● Selected excerpt
[analyzer] Use faster hashing (MD5) in CloneDetector.

This replaces the old approach of fingerprinting every AST node into a string,
which avoided collisions and was simple to implement, but turned out to be
extremely ineffective with respect to both performance and memory.

The collisions are now dealt with in a separate pass, which no longer causes
performance problems because collisions are rare.

Patch by Raphael Isemann!

Differential Revision: https://reviews.llvm.org/D22515


git-svn-id: https://llvm.org/svn/llvm-project/cfe/trunk@279378 91177308-0d34-0410-b5e6-96231b3b80d8

1 files changed, 189 insertions, 64 deletions

diff --git a/lib/Analysis/CloneDetection.cpp b/lib/Analysis/CloneDetection.cpp
index 9bba611d0a..c331ddc25b 100644
--- a/lib/Analysis/CloneDetection.cpp
+++ b/lib/Analysis/CloneDetection.cpp
@@ -19,6 +19,7 @@
 #include "clang/AST/StmtVisitor.h"
 #include "clang/Lex/Lexer.h"
 #include "llvm/ADT/StringRef.h"
+#include "llvm/Support/MD5.h"
 #include "llvm/Support/raw_ostream.h"
 
 using namespace clang;
@@ -279,47 +280,35 @@ namespace {
 /// This class defines what a code clone is: If it collects for two statements
 /// the same data, then those two statements are considered to be clones of each
 /// other.

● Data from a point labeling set
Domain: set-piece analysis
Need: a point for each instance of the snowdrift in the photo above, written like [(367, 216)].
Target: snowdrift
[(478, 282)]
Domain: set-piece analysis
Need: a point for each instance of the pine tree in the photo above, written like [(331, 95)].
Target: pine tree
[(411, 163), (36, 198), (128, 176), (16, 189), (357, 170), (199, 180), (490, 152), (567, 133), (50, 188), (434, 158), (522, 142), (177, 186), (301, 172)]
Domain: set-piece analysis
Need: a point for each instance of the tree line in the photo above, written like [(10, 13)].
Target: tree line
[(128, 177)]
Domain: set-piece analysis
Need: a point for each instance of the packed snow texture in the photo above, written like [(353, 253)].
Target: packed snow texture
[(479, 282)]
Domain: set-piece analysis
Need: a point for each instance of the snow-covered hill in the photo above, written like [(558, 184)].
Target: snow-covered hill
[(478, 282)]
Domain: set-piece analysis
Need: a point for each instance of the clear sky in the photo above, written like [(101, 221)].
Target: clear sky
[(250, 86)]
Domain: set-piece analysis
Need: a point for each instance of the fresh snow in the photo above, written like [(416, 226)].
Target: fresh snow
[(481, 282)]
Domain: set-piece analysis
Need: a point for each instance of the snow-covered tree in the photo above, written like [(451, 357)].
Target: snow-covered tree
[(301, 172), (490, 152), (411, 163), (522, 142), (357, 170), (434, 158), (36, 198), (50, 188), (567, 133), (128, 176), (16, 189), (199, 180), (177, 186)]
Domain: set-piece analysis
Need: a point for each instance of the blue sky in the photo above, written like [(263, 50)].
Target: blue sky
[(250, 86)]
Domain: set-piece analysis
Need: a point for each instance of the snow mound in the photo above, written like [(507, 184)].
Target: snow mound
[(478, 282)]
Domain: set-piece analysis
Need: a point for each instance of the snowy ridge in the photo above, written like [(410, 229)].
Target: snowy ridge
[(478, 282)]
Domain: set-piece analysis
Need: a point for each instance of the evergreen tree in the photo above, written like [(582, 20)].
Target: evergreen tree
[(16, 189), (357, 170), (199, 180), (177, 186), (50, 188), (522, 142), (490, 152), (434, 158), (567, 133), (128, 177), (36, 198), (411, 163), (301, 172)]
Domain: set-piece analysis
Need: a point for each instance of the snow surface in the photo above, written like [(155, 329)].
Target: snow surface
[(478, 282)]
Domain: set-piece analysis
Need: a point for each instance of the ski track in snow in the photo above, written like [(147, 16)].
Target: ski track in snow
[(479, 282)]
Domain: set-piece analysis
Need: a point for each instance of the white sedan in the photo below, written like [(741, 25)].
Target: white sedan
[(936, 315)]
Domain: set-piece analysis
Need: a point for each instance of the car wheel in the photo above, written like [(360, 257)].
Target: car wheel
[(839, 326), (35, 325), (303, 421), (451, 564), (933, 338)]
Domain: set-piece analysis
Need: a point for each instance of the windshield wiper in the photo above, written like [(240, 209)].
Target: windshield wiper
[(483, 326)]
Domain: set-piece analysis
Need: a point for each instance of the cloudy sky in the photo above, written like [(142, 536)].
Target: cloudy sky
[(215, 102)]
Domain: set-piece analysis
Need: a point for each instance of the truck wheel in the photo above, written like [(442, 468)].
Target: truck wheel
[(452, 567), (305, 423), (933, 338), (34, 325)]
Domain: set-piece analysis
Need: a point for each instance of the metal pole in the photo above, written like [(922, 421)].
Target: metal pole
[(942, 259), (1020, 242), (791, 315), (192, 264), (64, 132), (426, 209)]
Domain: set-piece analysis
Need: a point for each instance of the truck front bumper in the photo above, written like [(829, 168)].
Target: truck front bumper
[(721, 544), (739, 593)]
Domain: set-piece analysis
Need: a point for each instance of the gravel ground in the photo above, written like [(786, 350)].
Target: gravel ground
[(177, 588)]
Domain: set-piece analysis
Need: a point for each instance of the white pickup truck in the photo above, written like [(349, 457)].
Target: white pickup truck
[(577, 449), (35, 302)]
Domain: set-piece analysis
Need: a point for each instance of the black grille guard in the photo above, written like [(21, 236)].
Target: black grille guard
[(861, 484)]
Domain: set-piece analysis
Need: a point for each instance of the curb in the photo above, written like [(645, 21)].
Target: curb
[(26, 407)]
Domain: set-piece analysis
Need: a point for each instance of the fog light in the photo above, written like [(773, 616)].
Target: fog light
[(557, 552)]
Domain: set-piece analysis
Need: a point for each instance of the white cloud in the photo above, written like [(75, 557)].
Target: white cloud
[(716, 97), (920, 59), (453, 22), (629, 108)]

● Exercise brief
In two sentences, summarize the commit message about hashing in CloneDetector. This data was drawn from a source separate from the commit message.

● Complete output
The change replaces the old approach of fingerprinting every AST node into a string with faster MD5 hashing, because the old approach, though it avoided collisions and was simple to implement, was extremely ineffective for both performance and memory. Collisions are now handled in a separate pass, which no longer causes performance problems because collisions are rare.